* _Work required_
Please count the lines in the entries below that contain the string "Target", treating uppercase and lowercase letters as different. Reply with the number alone.

----------------

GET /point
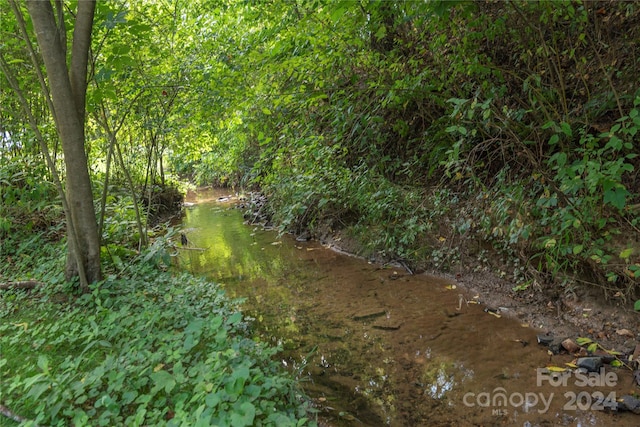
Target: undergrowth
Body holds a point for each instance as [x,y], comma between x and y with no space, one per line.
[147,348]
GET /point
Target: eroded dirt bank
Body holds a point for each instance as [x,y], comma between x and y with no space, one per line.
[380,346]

----------------

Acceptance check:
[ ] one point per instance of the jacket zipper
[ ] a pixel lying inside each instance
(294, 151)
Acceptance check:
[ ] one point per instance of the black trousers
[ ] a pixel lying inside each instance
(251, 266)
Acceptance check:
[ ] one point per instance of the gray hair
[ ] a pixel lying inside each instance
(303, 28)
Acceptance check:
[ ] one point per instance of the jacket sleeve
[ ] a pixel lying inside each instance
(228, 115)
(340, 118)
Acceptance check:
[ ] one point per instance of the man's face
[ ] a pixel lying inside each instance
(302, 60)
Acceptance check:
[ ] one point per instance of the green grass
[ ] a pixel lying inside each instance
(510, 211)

----------------

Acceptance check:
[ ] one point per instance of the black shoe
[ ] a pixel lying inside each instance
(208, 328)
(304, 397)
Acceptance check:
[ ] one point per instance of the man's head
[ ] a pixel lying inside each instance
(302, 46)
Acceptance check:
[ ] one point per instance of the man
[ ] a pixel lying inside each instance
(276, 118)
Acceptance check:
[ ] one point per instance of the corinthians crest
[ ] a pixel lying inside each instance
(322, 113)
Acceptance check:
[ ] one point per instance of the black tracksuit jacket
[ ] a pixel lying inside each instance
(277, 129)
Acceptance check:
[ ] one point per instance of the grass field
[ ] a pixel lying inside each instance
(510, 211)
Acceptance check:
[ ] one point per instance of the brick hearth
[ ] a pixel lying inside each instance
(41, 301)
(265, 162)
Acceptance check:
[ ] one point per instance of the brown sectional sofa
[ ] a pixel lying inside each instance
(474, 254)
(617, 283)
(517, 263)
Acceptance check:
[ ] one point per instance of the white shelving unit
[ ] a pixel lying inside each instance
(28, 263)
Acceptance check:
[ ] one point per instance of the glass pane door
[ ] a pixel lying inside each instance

----------------

* _Answer to this exercise_
2